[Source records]
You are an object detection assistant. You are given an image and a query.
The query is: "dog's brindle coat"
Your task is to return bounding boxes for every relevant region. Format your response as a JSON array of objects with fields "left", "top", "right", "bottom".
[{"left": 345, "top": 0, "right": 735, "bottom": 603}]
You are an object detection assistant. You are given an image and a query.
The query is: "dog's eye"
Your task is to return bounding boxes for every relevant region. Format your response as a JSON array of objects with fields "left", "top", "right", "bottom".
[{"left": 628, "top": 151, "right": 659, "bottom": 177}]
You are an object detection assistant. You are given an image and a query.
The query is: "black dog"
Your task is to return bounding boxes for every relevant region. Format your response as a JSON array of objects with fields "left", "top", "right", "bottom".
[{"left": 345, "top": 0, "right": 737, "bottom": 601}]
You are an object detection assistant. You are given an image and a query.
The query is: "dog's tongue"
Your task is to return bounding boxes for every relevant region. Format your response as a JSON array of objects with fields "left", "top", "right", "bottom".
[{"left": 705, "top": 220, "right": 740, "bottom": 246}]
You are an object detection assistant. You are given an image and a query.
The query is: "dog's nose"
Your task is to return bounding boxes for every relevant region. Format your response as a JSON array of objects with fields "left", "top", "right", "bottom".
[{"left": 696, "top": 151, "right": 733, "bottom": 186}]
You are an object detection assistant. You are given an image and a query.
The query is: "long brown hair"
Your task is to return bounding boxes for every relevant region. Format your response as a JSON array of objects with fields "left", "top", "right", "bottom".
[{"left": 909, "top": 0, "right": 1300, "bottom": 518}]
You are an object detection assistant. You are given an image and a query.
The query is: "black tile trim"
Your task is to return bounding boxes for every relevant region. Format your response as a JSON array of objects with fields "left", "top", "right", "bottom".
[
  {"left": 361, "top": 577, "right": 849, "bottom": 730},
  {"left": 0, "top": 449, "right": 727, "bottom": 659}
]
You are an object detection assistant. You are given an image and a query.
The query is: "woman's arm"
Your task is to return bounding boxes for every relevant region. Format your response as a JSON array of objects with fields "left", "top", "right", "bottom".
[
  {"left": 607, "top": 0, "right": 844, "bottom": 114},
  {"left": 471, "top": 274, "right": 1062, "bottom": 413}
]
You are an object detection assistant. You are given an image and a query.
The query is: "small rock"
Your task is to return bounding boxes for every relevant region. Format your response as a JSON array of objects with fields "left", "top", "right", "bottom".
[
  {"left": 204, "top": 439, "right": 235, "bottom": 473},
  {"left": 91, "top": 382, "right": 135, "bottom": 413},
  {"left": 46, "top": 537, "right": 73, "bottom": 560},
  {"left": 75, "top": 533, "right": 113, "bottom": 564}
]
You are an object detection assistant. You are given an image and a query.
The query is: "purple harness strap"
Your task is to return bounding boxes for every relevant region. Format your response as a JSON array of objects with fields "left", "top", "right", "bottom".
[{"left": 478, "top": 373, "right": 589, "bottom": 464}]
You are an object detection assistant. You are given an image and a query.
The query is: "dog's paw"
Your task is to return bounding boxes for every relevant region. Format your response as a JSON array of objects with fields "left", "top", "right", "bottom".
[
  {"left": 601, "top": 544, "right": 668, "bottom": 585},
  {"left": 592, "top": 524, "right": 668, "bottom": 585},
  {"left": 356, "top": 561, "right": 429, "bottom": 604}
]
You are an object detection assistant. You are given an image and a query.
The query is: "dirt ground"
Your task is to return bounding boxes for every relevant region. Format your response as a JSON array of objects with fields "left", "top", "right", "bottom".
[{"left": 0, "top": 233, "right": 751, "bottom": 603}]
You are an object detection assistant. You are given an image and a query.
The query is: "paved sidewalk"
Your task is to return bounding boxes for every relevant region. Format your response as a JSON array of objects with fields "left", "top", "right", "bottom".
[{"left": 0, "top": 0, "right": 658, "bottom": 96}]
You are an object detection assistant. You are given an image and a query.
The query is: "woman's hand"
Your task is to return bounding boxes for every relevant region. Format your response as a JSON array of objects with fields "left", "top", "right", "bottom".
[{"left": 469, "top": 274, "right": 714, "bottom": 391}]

**Task:**
Identify each line of the entries above that contains the string "black", and copy every such line in full.

**Result of this task:**
The query is: "black dog"
The query is: "black tile trim"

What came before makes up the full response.